WHAT TO PRODUCE: Write each line word for word, from the line that contains "of leaves, shaped like this sample" through the last line of the material below.

________________

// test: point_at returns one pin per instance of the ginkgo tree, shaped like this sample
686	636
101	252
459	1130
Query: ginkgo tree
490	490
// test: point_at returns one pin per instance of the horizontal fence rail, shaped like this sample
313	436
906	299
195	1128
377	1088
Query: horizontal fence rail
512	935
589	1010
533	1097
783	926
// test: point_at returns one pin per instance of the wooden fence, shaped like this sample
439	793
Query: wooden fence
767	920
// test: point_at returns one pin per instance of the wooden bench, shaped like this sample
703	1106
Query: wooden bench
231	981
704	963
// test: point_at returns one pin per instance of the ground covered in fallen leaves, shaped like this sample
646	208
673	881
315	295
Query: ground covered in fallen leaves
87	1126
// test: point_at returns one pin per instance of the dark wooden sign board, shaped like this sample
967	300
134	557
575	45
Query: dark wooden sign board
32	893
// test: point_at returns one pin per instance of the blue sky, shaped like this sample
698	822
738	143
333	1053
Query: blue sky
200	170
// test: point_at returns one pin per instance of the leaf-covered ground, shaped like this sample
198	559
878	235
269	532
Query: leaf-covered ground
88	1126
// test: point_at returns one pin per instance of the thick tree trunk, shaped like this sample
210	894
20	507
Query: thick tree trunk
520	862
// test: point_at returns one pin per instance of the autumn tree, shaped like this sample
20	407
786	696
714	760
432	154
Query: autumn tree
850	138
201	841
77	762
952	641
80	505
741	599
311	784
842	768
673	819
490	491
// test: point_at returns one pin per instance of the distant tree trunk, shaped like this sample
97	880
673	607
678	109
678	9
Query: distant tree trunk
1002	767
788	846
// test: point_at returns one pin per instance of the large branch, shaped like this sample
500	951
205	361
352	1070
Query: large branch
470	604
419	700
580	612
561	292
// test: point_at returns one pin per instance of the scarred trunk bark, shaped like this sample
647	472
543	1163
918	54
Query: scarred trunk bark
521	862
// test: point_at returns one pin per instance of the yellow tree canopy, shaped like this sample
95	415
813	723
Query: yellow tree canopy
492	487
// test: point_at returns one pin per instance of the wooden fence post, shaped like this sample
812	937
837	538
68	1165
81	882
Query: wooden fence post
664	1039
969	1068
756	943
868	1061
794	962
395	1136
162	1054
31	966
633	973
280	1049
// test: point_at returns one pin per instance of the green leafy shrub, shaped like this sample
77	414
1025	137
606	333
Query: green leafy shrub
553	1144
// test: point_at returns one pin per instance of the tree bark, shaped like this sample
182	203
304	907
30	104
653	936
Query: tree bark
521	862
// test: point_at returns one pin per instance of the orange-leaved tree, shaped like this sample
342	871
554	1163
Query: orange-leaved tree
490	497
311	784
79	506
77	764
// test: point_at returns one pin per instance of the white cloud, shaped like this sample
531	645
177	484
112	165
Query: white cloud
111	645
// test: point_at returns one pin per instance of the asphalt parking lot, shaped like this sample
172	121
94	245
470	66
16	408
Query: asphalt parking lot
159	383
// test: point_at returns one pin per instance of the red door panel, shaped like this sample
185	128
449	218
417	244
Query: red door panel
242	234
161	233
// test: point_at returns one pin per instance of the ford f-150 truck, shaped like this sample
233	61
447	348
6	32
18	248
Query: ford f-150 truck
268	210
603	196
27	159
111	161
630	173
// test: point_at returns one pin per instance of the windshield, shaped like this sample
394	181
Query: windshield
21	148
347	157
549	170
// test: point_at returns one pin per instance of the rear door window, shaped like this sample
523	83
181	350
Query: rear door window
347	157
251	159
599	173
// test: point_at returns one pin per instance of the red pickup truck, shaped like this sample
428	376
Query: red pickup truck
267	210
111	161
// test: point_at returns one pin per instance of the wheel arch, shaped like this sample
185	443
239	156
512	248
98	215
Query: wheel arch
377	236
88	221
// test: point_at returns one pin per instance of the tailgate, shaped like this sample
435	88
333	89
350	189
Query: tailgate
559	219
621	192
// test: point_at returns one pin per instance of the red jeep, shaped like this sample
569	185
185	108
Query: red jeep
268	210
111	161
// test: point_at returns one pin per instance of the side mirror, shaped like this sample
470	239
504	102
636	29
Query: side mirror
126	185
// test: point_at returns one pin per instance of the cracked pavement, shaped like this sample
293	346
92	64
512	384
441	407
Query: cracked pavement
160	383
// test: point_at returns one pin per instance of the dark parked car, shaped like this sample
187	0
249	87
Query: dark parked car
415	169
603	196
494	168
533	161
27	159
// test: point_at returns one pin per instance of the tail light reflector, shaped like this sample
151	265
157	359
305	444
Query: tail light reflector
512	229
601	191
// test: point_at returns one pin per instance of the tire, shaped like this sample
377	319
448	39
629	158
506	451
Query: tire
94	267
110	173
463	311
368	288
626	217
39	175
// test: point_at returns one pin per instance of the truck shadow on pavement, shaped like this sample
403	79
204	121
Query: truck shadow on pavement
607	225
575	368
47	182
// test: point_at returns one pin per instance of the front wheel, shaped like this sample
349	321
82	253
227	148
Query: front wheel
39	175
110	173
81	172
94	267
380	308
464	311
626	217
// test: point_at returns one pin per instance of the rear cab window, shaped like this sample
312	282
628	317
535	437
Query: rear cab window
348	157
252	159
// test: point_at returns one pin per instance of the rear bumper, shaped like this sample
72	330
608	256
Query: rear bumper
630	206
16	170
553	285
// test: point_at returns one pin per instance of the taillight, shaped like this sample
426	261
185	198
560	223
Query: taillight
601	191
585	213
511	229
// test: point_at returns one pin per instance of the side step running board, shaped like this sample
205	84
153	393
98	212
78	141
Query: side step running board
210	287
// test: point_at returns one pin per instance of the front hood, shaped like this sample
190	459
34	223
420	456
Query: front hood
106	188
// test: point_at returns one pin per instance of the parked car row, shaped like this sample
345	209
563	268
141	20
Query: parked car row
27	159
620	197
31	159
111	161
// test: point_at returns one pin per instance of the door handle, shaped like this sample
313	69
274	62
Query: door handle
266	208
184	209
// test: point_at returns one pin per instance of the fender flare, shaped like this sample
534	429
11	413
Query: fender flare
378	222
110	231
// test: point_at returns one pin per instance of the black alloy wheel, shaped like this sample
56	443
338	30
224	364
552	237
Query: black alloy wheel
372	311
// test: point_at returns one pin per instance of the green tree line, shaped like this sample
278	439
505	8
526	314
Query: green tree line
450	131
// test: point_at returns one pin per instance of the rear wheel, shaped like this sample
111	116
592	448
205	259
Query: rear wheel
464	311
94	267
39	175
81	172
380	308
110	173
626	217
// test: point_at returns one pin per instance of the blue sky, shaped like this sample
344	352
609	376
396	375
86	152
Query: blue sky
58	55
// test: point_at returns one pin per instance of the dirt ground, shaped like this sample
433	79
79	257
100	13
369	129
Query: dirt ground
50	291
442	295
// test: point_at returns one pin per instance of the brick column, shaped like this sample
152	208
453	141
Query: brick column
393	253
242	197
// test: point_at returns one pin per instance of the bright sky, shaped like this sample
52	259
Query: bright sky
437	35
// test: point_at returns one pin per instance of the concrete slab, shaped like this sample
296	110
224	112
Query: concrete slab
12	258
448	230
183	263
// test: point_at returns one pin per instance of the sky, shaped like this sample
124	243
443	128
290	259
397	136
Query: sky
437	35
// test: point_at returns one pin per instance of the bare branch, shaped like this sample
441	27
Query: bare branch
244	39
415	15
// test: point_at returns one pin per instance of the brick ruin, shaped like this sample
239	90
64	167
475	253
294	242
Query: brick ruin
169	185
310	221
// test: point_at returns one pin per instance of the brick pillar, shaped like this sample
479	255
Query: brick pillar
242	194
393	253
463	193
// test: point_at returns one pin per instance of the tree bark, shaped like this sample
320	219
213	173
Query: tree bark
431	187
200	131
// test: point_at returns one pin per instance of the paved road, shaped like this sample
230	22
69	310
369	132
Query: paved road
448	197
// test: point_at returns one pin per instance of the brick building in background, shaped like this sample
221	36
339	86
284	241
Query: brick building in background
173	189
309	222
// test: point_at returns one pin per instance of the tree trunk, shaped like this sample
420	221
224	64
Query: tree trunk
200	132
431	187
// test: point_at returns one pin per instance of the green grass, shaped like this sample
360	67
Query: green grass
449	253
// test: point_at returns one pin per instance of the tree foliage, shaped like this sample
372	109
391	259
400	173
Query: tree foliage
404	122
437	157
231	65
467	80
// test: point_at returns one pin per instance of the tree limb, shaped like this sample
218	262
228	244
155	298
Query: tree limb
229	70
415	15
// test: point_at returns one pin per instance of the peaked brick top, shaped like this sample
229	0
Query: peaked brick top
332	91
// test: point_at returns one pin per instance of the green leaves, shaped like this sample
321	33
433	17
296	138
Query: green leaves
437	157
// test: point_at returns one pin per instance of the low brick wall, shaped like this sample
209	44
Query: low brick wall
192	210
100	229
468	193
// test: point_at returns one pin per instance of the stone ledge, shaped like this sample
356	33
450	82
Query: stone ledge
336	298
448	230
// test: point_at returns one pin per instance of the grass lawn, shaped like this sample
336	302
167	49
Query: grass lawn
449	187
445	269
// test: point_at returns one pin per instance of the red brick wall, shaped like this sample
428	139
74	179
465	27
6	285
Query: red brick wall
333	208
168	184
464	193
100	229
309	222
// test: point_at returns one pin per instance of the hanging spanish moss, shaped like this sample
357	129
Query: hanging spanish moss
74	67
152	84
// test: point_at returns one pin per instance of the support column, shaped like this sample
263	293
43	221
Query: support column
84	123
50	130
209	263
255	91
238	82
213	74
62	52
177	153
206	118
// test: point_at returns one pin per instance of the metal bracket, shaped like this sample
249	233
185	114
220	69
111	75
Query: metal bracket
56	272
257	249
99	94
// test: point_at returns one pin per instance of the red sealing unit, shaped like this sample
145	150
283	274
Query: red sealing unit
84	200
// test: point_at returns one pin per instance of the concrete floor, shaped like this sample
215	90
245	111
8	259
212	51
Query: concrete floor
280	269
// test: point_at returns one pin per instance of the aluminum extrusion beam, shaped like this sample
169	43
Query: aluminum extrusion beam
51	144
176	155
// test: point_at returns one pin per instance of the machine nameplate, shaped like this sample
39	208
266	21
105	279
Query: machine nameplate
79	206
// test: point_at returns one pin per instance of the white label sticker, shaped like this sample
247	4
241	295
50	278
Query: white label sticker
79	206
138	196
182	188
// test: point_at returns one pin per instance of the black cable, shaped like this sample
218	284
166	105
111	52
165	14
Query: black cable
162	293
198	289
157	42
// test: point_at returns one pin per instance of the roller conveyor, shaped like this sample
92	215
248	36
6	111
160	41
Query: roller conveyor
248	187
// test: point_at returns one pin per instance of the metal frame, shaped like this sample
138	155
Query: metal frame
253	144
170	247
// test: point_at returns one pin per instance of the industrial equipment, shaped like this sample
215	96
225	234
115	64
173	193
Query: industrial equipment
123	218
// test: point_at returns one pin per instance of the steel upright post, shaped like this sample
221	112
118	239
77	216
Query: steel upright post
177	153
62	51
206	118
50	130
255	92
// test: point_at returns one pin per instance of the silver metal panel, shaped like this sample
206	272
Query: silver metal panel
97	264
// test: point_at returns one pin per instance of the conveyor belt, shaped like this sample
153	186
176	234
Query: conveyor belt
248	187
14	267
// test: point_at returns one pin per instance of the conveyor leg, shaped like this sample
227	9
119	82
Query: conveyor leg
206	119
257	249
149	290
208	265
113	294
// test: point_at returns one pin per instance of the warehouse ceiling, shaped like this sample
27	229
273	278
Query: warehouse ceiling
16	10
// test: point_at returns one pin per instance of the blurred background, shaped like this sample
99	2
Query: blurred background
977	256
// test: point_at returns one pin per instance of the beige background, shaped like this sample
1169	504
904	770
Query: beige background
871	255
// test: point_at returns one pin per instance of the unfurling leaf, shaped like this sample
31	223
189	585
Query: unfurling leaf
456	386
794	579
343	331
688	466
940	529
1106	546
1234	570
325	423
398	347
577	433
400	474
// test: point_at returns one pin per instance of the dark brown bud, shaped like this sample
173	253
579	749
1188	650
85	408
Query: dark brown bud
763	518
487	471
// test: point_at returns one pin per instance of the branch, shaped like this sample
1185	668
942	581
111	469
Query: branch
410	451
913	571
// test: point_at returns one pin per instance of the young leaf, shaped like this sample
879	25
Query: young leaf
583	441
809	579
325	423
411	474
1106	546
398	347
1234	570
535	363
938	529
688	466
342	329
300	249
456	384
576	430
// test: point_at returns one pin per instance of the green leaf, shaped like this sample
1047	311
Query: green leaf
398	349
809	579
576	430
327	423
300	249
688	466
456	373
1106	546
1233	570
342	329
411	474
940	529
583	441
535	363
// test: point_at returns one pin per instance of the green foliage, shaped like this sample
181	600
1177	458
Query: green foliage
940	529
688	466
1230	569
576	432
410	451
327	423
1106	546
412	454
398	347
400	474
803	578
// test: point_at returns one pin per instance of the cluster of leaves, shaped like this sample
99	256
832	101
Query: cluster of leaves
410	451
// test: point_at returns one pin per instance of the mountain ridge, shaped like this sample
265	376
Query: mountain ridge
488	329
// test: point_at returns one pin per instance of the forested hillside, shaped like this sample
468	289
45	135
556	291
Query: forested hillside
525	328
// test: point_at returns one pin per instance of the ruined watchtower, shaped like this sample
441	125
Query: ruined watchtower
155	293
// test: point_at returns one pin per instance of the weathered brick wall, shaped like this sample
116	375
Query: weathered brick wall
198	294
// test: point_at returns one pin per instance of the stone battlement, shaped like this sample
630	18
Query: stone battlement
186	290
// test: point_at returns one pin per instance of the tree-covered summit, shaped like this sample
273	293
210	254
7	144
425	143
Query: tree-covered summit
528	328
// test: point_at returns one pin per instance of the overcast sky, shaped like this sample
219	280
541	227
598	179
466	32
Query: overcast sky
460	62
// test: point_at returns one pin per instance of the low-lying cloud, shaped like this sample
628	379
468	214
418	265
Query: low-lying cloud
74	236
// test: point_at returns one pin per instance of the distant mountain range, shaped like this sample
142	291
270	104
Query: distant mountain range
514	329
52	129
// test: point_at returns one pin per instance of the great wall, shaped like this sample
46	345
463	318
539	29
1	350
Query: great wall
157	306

________________

TASK RESULT:
// test: point_at returns one pin per instance of the cluster of leaves, shaped like this sample
99	256
832	101
Query: cluster of leaves
410	451
// test: point_at returns one pin per instance of the mountain ridge, shaped like this sample
265	376
Query: mountain ridge
488	329
// test: point_at returns one pin per instance of the forested hillside, shaped like this sample
468	289
45	135
556	291
Query: forested hillside
525	328
// test: point_at returns one pin per instance of the ruined watchtower, shaped like this sample
441	125
Query: ruined watchtower
155	293
// test: point_at returns one pin per instance of the weathered brick wall, shaped like this sample
116	375
Query: weathered brick wall
198	294
// test: point_at returns one pin per instance of the stone battlement, shaped like this sample
630	18
Query: stone battlement
186	290
// test: point_at returns one pin per instance of the tree-covered summit, shaped like this sample
273	293
210	254
7	144
425	143
Query: tree-covered summit
528	328
// test: point_at returns one pin per instance of the overcast sky, shaped like this sample
219	280
541	227
598	179
466	32
Query: overcast sky
460	62
// test: point_at returns one pin per instance of the low-lying cloud, shaped like this sample
628	379
468	214
418	265
Query: low-lying cloud
74	236
// test: point_at returns one pin per instance of the distant mountain range, shaped like this sample
142	291
270	104
Query: distant mountain range
514	329
52	129
// test: point_at returns one pin per instance of the great wall, shaped like this sample
46	345
463	318
539	29
1	350
Query: great wall
157	306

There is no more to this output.